Locate each line of the records that contains the string "place" and copy those lines out in full.

§ SOURCE MATERIAL
(begin)
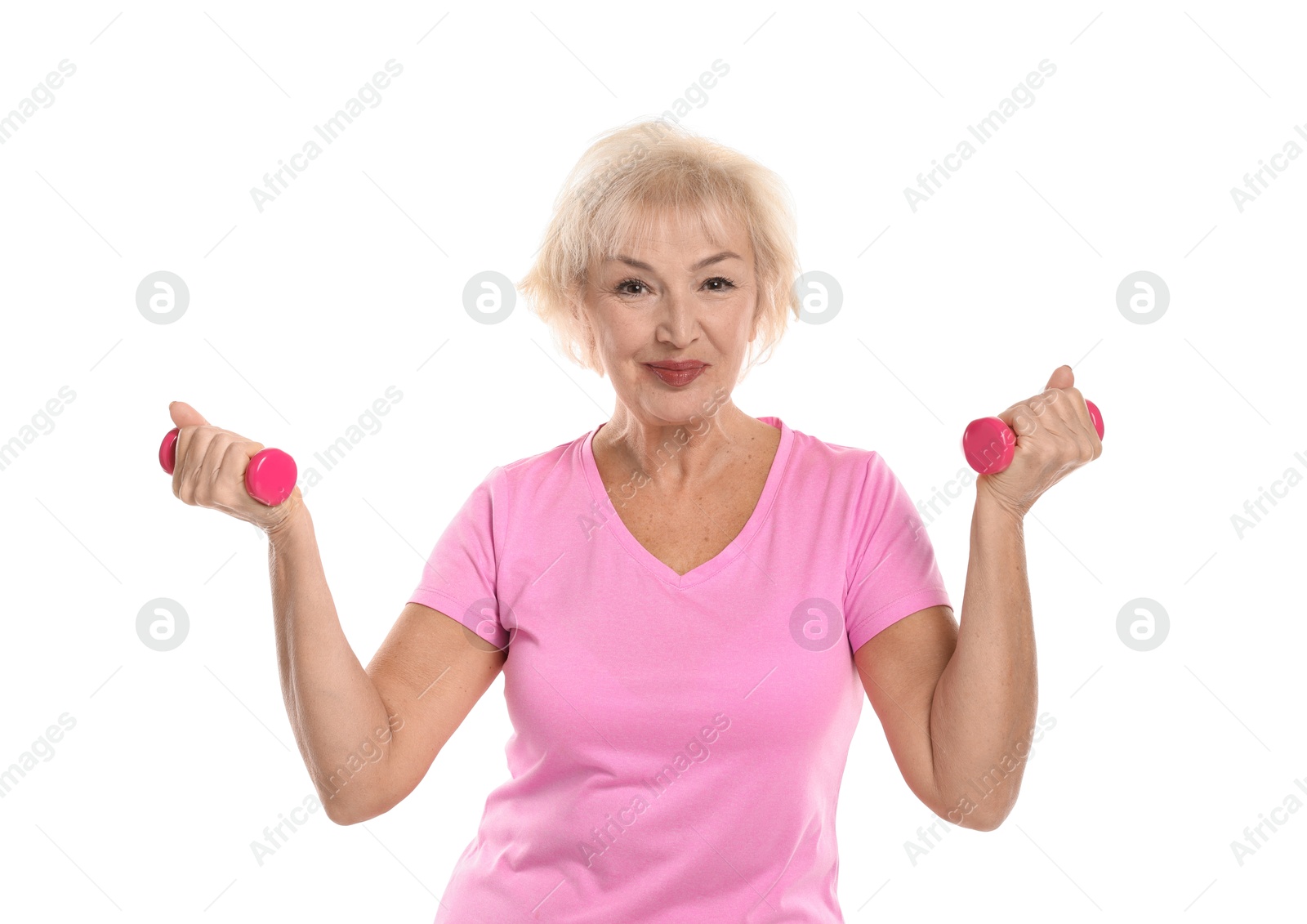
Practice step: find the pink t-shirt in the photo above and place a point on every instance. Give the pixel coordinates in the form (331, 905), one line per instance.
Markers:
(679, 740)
(end)
(begin)
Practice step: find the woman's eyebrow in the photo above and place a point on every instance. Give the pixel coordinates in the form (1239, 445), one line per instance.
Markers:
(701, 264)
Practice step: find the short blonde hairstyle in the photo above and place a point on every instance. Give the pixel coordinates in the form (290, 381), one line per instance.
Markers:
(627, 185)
(end)
§ WRITTEN SOLUTION
Practice step: find the pink t-shirt in the photo above and place a point on every instance. Give the pixel coordinates in the form (331, 905), one line per instance.
Practice step: find the woman's eyebrow in the photo above and place a point on every instance. Give the pixel coordinates in the form (1239, 445), one line per instance.
Practice step: find the short blonde hairstyle in the photo above and place a point on every instance. Give the pixel coordinates in the form (290, 381), one line per instance.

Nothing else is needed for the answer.